§ REQUIREMENT
Print every line below. Match each one exactly.
----- MATERIALS PROVIDED
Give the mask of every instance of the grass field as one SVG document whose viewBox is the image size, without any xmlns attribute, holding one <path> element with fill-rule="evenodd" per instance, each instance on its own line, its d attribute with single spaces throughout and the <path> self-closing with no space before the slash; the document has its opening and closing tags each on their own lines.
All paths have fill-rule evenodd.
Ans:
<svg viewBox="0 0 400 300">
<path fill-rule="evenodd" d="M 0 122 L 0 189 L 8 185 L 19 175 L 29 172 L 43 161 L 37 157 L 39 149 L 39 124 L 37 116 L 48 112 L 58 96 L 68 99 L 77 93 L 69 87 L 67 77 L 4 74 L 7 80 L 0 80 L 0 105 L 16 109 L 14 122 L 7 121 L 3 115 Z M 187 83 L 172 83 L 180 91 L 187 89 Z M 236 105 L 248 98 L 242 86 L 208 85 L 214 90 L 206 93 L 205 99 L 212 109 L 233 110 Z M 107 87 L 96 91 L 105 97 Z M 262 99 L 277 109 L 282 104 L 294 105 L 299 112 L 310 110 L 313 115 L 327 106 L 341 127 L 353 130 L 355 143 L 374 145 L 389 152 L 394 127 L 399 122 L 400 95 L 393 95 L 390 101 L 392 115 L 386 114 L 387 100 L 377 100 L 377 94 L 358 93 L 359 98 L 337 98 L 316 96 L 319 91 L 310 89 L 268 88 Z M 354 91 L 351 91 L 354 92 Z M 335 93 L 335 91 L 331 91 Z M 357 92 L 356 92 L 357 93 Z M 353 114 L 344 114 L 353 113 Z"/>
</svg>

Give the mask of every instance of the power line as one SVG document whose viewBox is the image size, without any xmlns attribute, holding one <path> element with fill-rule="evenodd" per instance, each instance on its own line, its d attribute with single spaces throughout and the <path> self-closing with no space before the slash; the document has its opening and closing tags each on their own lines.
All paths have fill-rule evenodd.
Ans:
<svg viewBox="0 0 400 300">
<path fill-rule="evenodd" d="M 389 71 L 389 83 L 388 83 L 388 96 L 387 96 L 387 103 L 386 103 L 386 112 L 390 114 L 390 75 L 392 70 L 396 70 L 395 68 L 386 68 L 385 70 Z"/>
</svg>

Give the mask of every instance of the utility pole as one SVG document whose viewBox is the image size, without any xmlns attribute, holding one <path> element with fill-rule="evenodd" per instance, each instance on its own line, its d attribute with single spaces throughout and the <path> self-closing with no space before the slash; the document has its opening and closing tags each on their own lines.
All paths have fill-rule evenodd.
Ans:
----------
§ SOLUTION TO THE PROBLEM
Give the mask of every instance of the grass field as one SVG document whose viewBox is the image size, without any xmlns attribute, holding one <path> element with fill-rule="evenodd" per instance, each instance on its own line, its d attribute with single spaces throughout and the <path> self-closing with no space before the slash; the document has its opening and closing tags each on their own lines.
All paths have fill-rule evenodd.
Ans:
<svg viewBox="0 0 400 300">
<path fill-rule="evenodd" d="M 0 122 L 0 189 L 8 185 L 19 175 L 29 172 L 43 161 L 37 157 L 39 149 L 39 124 L 37 116 L 48 112 L 58 96 L 68 99 L 77 93 L 69 87 L 67 77 L 4 74 L 7 80 L 0 80 L 0 105 L 16 109 L 14 122 L 7 121 L 3 115 Z M 187 83 L 172 83 L 180 91 L 187 89 Z M 236 105 L 248 98 L 242 86 L 208 85 L 214 90 L 206 93 L 205 99 L 212 109 L 233 110 Z M 107 87 L 96 91 L 105 97 Z M 262 99 L 277 109 L 282 104 L 294 105 L 299 112 L 310 110 L 313 115 L 327 106 L 341 127 L 353 130 L 355 143 L 374 145 L 389 152 L 394 127 L 399 122 L 400 95 L 393 95 L 390 101 L 392 115 L 386 114 L 387 100 L 377 100 L 377 94 L 358 93 L 359 98 L 337 98 L 316 96 L 319 91 L 310 89 L 268 88 Z M 354 91 L 351 91 L 354 92 Z M 335 93 L 335 91 L 331 91 Z M 357 92 L 356 92 L 357 93 Z M 353 114 L 344 114 L 353 113 Z"/>
</svg>

Give the mask of every instance of the power line as one SVG document whose viewBox is the image size, without any xmlns attribute, holding one <path> element with fill-rule="evenodd" per instance, each instance on its own line, its d attribute with single spaces throughout and the <path> self-closing with no space before the slash; the document has its opening and closing tags each on their own lines.
All paths have fill-rule evenodd.
Ans:
<svg viewBox="0 0 400 300">
<path fill-rule="evenodd" d="M 389 71 L 389 83 L 388 83 L 388 96 L 387 96 L 387 103 L 386 103 L 386 112 L 390 114 L 390 75 L 392 70 L 396 70 L 395 68 L 386 68 L 385 70 Z"/>
</svg>

Give the mask of every instance of the utility pole as one SVG document whose viewBox is the image size, without any xmlns attribute, holding one <path> element with fill-rule="evenodd" per instance, each instance on its own line, its d attribute with single spaces throughout and the <path> self-closing with no space before the slash; the document has its opening and closing tags each on their own lines.
All paths have fill-rule evenodd.
Ans:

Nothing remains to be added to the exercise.